◆ **Records provided**:
━━━━━━

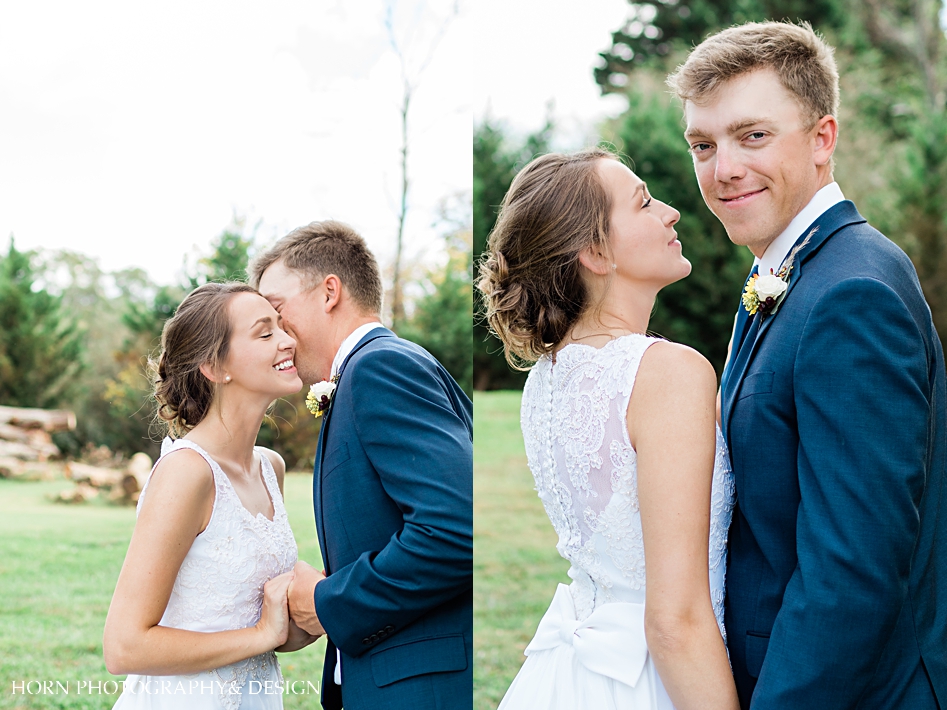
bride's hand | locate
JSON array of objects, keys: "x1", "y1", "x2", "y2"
[
  {"x1": 256, "y1": 571, "x2": 295, "y2": 649},
  {"x1": 274, "y1": 618, "x2": 319, "y2": 653}
]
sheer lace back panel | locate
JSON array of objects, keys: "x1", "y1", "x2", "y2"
[
  {"x1": 131, "y1": 439, "x2": 298, "y2": 707},
  {"x1": 521, "y1": 334, "x2": 733, "y2": 630}
]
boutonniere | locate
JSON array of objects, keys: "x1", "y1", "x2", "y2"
[
  {"x1": 743, "y1": 227, "x2": 819, "y2": 316},
  {"x1": 306, "y1": 375, "x2": 339, "y2": 419}
]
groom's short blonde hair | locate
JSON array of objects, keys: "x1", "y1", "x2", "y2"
[
  {"x1": 247, "y1": 220, "x2": 383, "y2": 315},
  {"x1": 667, "y1": 22, "x2": 839, "y2": 130}
]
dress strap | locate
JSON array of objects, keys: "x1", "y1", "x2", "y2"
[{"x1": 135, "y1": 436, "x2": 226, "y2": 526}]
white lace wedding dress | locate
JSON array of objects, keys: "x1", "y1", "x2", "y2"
[
  {"x1": 115, "y1": 439, "x2": 298, "y2": 710},
  {"x1": 500, "y1": 334, "x2": 734, "y2": 710}
]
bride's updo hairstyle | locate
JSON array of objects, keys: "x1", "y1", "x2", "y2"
[
  {"x1": 477, "y1": 148, "x2": 618, "y2": 370},
  {"x1": 155, "y1": 283, "x2": 257, "y2": 439}
]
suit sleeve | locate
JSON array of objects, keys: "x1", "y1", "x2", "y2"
[
  {"x1": 315, "y1": 349, "x2": 473, "y2": 656},
  {"x1": 752, "y1": 278, "x2": 932, "y2": 710}
]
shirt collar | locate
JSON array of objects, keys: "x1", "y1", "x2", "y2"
[
  {"x1": 753, "y1": 182, "x2": 845, "y2": 274},
  {"x1": 330, "y1": 321, "x2": 385, "y2": 379}
]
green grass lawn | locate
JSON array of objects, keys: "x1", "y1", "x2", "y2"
[
  {"x1": 0, "y1": 474, "x2": 325, "y2": 710},
  {"x1": 474, "y1": 392, "x2": 569, "y2": 710}
]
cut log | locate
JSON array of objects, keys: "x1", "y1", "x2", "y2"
[
  {"x1": 0, "y1": 405, "x2": 76, "y2": 431},
  {"x1": 0, "y1": 456, "x2": 26, "y2": 478},
  {"x1": 0, "y1": 424, "x2": 31, "y2": 444}
]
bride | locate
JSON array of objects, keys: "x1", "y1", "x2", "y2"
[
  {"x1": 479, "y1": 149, "x2": 739, "y2": 710},
  {"x1": 103, "y1": 283, "x2": 315, "y2": 710}
]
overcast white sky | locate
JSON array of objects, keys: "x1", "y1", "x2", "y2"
[
  {"x1": 0, "y1": 0, "x2": 473, "y2": 283},
  {"x1": 471, "y1": 0, "x2": 629, "y2": 149}
]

━━━━━━

◆ **Given problem**:
Copy out everything in the data from the line containing "cut log | locate" down to the end, leaving every line unchanged.

◆ **Solution to this exercise**:
cut log | locate
JSON array of objects, keys: "x1", "y1", "x2", "y2"
[
  {"x1": 0, "y1": 405, "x2": 76, "y2": 431},
  {"x1": 0, "y1": 456, "x2": 26, "y2": 478},
  {"x1": 0, "y1": 424, "x2": 31, "y2": 444}
]
bride | locate
JSON array of objects, keys: "x1", "y1", "x2", "y2"
[
  {"x1": 479, "y1": 149, "x2": 739, "y2": 710},
  {"x1": 103, "y1": 283, "x2": 315, "y2": 710}
]
overcast white sky | locate
JSON array of objects, keys: "x1", "y1", "x2", "y2"
[
  {"x1": 0, "y1": 0, "x2": 473, "y2": 283},
  {"x1": 471, "y1": 0, "x2": 629, "y2": 149}
]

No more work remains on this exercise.